WHAT TO DO:
a) Name every person credited as a writer in the film summary.
b) Using the film summary, state whether each of these statements agrees with it: (i) the film runs 120 minutes; (ii) the film was released direct-to-video on the same day as Dead Space 2; (iii) the film is a sequel to Dead Space 2. Give yes or no for each and quote the deciding words.
c) Copy word for word the stretch of the film summary from "Dead Space: Aftermath is" through "by Electronic Arts.".

SELECTED TEXT:
- DVD cover art
- Directed by: Mike Disa
- Written by: Brandon Auman Mike Disa Chuck Beaver Joe Goyette
- Based on: Dead Space by Electronic Arts
- Produced by: Joe Goyette Ellen Goldsmith-Vein
- Starring: Gwendoline Yeo Christopher Judge Peter Woodward Ricardo Chavira Curt Cornelius Kim Mai Guest
- Edited by: Steven Fahey
- Music by: Christopher Tin
- Production companies: Starz Media Film Roman Pumpkin Studio Electronic Arts Visceral Games
- Distributed by: Anchor Bay Entertainment Manga Entertainment
- Release date: January 25, 2011;
- Running time: 90 minutes
- Country: United States
- Language: English

= Dead Space: Aftermath =

Dead Space: Aftermath is a 2011 American adult animated psychological science fiction horror film directed by Mike Disa, written by a team including Brandon Auman, and developed by Starz Media Film Roman and Pumpkin Studio under the supervision of Electronic Arts & Visceral Games. It was released direct-to-video on January 25, the same day as the 2011 survival horror video game Dead Space 2, published by Electronic Arts.

The movie serves as a prequel to Dead Space 2. The story follows the interrogation of four survivors from the USG O'Bannon, who were sent to the remains of the planet Aegis VII to investigate the fate of its colony, discovering a fragment of an artifact called the Marker which triggers an outbreak of reanimated mutated corpses dubbed "Necromorphs".

SOURCE EXCERPT:

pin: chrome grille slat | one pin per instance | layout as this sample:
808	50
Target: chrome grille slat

TASK SOLUTIONS:
a) Brandon Auman, Mike Disa, Chuck Beaver, Joe Goyette

b)
(i) No: "Running time: 90 minutes"
(ii) Yes: "It was released direct-to-video on January 25, the same day as the 2011 survival horror video game Dead Space 2"
(iii) No: "The movie serves as a prequel to Dead Space 2."

c)
Dead Space: Aftermath is a 2011 American adult animated psychological science fiction horror film directed by Mike Disa, written by a team including Brandon Auman, and developed by Starz Media Film Roman and Pumpkin Studio under the supervision of Electronic Arts & Visceral Games. It was released direct-to-video on January 25, the same day as the 2011 survival horror video game Dead Space 2, published by Electronic Arts.